• **DOCUMENT TEXT**:
From da13ec2b6480c6aa223ba31f0f5e6e9c765dc427 Mon Sep 17 00:00:00 2001
From: Krish Dholakia <krrishdholakia@gmail.com>
Date: Thu, 6 Mar 2025 23:13:30 -0800
Subject: [PATCH] Support master key rotations  (#9041)

* feat(key_management_endpoints.py): adding support for rotating master key

* feat(key_management_endpoints.py): support decryption-re-encryption of models in db, when master key rotated

* fix(user_api_key_auth.py): raise valid token is None error earlier

enables easier debugging with api key hash in error message

* feat(key_management_endpoints.py): rotate any env vars

* fix(key_management_endpoints.py): uncomment check

* fix: fix linting error
---
 litellm/proxy/_types.py                       |  25 ++++
 litellm/proxy/auth/user_api_key_auth.py       |   7 ++
 .../common_utils/encrypt_decrypt_utils.py     |   5 +-
 .../key_management_endpoints.py               | 118 +++++++++++++++++-
 .../model_management_endpoints.py             |  18 ++-
 litellm/proxy/proxy_server.py                 |  72 +++++++----
 litellm/router.py                             |   1 +
 .../test_key_management.py                    |   1 +
 8 files changed, 214 insertions(+), 33 deletions(-)

diff --git a/litellm/proxy/_types.py b/litellm/proxy/_types.py
index 7ac2b17c15..1e23acff86 100644
--- a/litellm/proxy/_types.py
+++ b/litellm/proxy/_types.py
@@ -664,6 +664,7 @@ class RegenerateKeyRequest(GenerateKeyRequest):
     duration: Optional[str] = None
     spend: Optional[float] = None
     metadata: Optional[dict] = None
+    new_master_key: Optional[str] = None
 
 
 class KeyRequest(LiteLLMPydanticObjectBase):
@@ -688,6 +689,30 @@ class LiteLLM_ModelTable(LiteLLMPydanticObjectBase):
     model_config = ConfigDict(protected_namespaces=())

(Named region outline records)
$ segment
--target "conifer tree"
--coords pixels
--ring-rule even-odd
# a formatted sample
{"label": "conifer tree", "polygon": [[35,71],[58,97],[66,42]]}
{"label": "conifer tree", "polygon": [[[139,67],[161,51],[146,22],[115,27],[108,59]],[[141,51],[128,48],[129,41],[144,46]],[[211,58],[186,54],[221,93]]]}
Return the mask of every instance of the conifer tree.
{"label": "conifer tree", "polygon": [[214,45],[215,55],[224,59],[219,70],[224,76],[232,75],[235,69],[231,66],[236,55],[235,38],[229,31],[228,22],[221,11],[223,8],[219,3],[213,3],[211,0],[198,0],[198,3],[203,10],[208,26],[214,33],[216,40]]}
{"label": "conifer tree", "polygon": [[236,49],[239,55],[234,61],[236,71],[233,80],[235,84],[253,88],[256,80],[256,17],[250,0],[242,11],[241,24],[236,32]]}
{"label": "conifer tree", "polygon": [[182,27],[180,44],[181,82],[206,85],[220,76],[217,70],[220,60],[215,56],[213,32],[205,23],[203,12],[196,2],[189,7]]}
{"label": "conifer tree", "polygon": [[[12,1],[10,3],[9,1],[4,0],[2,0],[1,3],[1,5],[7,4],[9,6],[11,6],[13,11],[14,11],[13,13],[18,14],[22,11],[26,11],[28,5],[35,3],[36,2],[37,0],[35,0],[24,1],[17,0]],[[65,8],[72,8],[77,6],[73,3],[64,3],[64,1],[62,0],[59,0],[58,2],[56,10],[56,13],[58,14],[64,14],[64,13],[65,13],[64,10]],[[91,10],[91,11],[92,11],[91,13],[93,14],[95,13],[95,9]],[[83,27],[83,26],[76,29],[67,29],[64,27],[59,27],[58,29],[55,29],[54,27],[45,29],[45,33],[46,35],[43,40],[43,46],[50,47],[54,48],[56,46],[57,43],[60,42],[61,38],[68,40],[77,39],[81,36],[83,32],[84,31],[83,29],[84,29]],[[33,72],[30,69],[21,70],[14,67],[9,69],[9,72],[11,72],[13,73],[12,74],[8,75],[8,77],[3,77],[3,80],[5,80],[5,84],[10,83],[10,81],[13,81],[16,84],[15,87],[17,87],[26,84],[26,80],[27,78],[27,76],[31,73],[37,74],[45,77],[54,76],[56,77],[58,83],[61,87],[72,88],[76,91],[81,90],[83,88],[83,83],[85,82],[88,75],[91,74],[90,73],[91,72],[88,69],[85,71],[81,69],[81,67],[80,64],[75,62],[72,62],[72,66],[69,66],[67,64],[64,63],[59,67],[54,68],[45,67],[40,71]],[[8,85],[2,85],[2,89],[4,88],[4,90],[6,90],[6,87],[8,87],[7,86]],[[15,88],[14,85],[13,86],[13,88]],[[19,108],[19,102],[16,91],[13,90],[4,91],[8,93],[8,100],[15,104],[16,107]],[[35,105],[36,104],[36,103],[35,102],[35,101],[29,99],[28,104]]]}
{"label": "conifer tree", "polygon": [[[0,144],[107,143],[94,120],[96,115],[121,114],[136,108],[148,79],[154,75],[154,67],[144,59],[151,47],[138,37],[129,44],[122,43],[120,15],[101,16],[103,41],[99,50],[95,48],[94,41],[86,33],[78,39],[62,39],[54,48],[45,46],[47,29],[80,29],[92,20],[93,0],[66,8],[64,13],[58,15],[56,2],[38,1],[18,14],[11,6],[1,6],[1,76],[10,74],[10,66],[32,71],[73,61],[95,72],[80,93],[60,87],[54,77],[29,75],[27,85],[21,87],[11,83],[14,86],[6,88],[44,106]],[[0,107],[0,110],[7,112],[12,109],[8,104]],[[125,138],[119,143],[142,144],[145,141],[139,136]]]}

• **AIM**:
Update the stretch of the patch from "diff --git a/litellm/proxy/_types.py" through "model_config = ConfigDict(protected_namespaces=())" so that "RegenerateKeyRequest" becomes "RotateKeyRequest".

• **FULL OUTPUT**:
diff --git a/litellm/proxy/_types.py b/litellm/proxy/_types.py
index 7ac2b17c15..1e23acff86 100644
--- a/litellm/proxy/_types.py
+++ b/litellm/proxy/_types.py
@@ -664,6 +664,7 @@ class RotateKeyRequest(GenerateKeyRequest):
     duration: Optional[str] = None
     spend: Optional[float] = None
     metadata: Optional[dict] = None
+    new_master_key: Optional[str] = None
 
 
 class KeyRequest(LiteLLMPydanticObjectBase):
@@ -688,6 +689,30 @@ class LiteLLM_ModelTable(LiteLLMPydanticObjectBase):
     model_config = ConfigDict(protected_namespaces=())